===== Passage to read =====
CLIVE: RECOVERY IN GLOBAL AIR CARGO VOLUMES STALLED IN MARCH ON RENEWED COVID-19 FEARS

The recovery in global air cargo volumes stalled in March as volumes dropped by 3% versus comparative data for March 2019, but reduced airline capacity levels saw the ‘dynamic load factor’ and prices remain ‘relentlessly high,’ according to the latest market data from industry analysts CLIVE Data Services and TAC Index.   

 

For the four full weeks of March 2021, global volumes were  ‘unable to continue the recovery seen in January and February, relative to the same month of 2019, CLIVE said, as the 3% decline in demand for these weeks also worsened towards the end of the month, and reached a drop of 4% relative to the start of the month.

 

Nonetheless, CLIVE noted that the air cargo market is in far better shape than a year ago when the outbreak of the Covid pandemic led to a sudden collapse in global capacity — with March 2021 volumes up 29% up over March 2020, peaking at an increase of 55% in the last two weeks.   

 Self Photos / Files - CLIVE Index

 

With airline cargo capacity down 14%, however, versus 2019, CLIVE Data Services’ said dynamic load factor – which considers volume and weight perspectives of cargo flown and capacity available - remained relentlessly high: 73% for the period, 7% points higher than in 2019.
===== Recorded data =====
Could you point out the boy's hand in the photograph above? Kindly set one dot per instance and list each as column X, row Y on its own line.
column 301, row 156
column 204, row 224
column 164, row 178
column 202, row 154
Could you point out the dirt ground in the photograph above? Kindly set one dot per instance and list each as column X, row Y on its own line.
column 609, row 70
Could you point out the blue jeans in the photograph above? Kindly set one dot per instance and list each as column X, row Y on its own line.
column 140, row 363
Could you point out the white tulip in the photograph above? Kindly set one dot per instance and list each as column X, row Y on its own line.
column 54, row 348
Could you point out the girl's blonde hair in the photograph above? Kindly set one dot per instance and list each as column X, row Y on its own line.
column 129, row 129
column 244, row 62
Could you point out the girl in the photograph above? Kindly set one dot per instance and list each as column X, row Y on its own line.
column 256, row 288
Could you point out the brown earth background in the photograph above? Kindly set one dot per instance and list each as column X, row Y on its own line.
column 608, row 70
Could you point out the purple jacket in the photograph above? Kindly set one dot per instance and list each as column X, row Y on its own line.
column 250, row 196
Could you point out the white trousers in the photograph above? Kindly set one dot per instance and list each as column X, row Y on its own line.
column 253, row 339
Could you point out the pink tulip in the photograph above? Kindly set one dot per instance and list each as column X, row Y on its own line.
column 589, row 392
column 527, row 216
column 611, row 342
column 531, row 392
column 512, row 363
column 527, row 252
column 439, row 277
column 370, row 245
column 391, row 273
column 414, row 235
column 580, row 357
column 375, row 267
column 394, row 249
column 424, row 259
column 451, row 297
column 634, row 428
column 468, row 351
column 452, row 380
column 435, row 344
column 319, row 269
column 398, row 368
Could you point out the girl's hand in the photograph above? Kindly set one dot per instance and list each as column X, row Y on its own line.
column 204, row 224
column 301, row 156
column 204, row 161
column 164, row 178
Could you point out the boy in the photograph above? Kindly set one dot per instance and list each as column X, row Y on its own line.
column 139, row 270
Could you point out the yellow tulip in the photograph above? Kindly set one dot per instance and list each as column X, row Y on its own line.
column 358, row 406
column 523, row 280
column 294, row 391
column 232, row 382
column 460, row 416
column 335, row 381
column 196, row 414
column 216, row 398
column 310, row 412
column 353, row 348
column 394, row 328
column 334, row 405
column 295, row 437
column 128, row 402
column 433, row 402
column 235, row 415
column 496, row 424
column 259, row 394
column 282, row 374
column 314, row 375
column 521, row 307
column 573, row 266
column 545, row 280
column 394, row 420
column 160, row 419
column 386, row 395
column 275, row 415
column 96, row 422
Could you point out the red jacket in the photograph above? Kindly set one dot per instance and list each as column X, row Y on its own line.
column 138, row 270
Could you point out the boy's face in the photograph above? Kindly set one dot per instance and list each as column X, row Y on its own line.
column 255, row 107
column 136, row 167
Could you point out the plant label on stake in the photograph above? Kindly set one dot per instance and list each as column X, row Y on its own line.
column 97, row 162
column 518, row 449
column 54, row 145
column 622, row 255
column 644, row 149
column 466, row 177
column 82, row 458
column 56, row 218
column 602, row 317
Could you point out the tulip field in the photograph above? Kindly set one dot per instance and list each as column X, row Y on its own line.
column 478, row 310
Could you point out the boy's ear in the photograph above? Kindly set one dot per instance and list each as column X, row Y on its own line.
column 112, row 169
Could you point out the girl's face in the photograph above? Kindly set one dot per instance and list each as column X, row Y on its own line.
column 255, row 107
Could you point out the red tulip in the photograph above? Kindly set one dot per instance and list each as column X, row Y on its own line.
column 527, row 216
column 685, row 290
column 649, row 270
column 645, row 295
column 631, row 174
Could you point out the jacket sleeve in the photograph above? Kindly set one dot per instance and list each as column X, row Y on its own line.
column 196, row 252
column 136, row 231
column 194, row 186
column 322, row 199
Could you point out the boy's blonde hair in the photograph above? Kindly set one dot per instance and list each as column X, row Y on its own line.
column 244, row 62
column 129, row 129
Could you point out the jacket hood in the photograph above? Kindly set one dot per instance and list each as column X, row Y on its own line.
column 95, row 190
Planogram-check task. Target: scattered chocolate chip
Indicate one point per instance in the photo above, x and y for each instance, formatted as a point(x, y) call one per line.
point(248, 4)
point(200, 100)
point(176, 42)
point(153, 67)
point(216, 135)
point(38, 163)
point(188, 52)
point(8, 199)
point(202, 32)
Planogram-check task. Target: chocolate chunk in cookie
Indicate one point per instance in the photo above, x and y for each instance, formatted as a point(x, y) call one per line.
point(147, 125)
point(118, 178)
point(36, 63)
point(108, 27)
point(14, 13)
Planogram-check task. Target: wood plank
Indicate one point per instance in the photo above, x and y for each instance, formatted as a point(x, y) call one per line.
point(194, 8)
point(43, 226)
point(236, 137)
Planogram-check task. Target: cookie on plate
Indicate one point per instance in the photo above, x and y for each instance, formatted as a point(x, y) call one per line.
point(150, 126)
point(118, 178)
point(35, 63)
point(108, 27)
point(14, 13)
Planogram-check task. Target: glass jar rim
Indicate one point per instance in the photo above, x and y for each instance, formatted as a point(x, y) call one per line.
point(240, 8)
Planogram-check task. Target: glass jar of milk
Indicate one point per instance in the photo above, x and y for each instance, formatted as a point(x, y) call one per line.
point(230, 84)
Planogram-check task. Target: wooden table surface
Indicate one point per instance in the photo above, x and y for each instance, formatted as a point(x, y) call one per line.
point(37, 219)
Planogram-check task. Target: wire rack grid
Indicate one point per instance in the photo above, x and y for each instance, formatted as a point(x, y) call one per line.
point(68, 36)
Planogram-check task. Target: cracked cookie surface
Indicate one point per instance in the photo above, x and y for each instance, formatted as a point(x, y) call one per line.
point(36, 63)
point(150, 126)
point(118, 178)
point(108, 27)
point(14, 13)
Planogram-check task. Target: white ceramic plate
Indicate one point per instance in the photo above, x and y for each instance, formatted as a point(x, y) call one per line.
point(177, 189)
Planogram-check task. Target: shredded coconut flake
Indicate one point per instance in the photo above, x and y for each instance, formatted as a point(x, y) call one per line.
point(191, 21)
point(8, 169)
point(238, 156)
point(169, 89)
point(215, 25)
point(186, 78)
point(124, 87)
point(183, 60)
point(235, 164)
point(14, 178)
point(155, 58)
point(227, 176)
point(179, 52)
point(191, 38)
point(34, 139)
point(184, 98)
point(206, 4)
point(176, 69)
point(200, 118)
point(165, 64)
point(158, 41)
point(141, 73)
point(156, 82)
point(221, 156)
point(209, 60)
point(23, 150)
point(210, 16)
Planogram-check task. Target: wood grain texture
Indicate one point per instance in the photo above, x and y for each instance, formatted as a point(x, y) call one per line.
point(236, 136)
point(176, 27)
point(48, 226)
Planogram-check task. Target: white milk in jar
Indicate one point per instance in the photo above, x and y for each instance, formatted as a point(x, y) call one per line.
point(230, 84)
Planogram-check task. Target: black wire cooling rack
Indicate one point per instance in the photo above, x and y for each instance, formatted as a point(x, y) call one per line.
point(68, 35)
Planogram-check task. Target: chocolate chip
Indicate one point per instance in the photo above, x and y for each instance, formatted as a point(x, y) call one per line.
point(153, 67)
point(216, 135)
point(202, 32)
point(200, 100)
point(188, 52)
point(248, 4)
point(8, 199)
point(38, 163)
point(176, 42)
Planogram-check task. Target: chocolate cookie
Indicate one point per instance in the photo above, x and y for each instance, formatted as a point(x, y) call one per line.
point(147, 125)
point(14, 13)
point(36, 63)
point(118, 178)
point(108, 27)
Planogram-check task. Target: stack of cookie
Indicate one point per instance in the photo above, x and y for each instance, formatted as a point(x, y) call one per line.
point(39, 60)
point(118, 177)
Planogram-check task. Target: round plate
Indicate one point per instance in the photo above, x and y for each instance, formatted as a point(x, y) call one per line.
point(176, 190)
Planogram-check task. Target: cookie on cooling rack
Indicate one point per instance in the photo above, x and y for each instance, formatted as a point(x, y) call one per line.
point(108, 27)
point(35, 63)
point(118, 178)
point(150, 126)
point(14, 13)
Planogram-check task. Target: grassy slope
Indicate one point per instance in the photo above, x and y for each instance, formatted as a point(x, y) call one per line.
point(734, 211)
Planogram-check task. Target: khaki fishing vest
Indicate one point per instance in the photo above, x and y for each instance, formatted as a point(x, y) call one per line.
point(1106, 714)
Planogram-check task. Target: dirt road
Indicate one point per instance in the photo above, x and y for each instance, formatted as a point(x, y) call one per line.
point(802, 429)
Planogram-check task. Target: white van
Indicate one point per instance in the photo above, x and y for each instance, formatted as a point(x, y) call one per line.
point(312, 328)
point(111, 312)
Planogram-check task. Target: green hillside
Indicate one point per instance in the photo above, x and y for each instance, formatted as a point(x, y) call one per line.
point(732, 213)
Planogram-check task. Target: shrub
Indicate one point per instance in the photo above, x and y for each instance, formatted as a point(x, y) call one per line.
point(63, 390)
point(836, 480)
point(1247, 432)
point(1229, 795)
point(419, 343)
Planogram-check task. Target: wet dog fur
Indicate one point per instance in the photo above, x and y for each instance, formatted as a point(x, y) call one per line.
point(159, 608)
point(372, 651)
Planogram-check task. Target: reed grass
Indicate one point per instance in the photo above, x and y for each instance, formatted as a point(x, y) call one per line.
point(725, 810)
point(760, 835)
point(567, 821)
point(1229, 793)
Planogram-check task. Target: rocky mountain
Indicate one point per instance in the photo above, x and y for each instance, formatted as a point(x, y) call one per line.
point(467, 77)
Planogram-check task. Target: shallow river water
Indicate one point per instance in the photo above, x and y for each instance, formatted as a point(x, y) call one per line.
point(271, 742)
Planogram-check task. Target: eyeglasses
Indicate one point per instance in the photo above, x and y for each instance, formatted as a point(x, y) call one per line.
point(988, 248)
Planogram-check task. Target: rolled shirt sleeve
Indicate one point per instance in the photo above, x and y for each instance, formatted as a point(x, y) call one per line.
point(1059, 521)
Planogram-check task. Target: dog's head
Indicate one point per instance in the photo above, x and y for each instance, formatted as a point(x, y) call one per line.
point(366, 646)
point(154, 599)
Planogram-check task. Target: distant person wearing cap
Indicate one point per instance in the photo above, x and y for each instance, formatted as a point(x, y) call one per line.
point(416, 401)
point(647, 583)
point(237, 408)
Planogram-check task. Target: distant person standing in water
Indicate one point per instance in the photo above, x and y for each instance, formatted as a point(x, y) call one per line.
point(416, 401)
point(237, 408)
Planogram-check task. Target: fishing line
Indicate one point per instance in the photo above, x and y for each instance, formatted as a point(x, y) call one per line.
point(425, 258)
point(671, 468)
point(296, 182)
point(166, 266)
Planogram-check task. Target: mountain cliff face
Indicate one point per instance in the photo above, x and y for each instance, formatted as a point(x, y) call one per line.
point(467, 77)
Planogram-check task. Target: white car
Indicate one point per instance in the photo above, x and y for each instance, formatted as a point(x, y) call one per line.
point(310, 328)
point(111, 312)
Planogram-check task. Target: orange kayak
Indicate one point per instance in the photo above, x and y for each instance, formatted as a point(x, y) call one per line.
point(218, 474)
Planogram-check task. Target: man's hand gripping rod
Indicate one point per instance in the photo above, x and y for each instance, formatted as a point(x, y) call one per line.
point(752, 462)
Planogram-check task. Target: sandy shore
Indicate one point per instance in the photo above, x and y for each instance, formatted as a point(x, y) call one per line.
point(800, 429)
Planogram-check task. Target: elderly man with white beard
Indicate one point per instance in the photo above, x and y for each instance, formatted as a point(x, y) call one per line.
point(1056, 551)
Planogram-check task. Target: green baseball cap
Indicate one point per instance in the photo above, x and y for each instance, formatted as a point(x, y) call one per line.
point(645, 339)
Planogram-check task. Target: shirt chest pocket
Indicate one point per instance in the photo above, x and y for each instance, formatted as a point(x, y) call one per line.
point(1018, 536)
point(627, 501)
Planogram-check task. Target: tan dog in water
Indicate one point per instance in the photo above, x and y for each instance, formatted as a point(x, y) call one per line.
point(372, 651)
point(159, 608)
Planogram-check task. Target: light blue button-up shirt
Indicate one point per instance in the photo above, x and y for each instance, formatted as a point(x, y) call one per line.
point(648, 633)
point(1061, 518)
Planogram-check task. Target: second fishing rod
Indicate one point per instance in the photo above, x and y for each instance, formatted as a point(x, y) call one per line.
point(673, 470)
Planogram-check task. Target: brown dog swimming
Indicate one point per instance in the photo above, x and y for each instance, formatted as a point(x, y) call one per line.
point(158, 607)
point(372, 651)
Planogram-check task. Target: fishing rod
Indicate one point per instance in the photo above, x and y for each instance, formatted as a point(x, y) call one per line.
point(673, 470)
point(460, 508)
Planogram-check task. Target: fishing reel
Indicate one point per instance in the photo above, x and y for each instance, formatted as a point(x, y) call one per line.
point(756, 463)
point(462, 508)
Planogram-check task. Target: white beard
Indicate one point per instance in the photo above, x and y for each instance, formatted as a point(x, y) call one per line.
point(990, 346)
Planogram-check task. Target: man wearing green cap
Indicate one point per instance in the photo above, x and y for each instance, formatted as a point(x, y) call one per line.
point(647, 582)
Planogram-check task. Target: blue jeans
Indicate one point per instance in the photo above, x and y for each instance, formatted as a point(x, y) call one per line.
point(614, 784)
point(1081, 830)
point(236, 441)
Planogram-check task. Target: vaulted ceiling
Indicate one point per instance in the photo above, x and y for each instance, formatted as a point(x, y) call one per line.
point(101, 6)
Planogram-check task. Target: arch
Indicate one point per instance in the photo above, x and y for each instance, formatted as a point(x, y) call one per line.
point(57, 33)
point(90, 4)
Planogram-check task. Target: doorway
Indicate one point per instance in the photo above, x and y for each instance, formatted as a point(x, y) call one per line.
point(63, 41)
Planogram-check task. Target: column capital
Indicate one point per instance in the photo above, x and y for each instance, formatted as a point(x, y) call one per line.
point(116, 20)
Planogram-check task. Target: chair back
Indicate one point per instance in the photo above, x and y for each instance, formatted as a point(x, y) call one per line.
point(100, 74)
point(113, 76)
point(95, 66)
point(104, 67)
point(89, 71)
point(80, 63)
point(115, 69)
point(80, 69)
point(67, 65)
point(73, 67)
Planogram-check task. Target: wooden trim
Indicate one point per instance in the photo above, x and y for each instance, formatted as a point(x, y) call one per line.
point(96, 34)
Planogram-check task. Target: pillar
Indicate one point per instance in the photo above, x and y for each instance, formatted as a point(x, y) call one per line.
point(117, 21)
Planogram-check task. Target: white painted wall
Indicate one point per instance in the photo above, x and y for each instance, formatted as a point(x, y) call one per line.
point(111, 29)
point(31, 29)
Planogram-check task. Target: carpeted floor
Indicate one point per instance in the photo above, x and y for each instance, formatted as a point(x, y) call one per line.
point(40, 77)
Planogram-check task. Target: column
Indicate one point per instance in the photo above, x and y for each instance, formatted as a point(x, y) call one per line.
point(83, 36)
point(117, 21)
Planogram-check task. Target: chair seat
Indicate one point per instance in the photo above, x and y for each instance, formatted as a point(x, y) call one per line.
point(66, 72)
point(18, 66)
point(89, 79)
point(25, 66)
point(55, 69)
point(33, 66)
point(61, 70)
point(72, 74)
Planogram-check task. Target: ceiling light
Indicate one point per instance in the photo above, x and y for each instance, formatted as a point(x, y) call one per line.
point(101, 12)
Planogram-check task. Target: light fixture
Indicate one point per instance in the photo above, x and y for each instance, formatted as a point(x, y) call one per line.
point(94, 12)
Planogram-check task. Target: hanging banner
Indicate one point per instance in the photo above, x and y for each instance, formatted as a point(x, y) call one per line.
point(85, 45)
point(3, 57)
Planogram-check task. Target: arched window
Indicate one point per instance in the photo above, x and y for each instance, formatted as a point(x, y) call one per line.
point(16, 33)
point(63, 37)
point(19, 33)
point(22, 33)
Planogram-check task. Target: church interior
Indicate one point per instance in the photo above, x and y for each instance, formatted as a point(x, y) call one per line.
=====
Work request
Write the next part of the article on March 2021 air cargo volumes, starting after its final sentence. This data was drawn from a separate source and has no connection to the article.

Result of this exercise
“This decline in capacity relative to 2019 should be seen, however, in the context of passenger airlines starting their busier traditional summer schedules in March 2019 - which is obviously not the case this time around,” CLIVE said in its report.

 

Supply-driven market 

 

Niall van de Wouw, managing director of CLIVE Data Services said the March data shows that “the market is still very supply-driven.”

 

“After indicators that the global air cargo market was seeing some ‘light at the end of the tunnel’ in January and February after a year of such high disruption, this latest industry data will reign in that optimism slightly,” van de Wouw said.

 

“This may reflect Covid-19 fatigue in the buying habits of businesses and consumers as we see more reports of infection rates creeping up again in many countries, fears of a possible third wave of the virus, more lockdowns and curfews, and concerns over both the supply and effectiveness of vaccines.”

 

Meanwhile, he noted that although flights are “very full” from a cargo point of view, there's “no recovery in the passenger market.”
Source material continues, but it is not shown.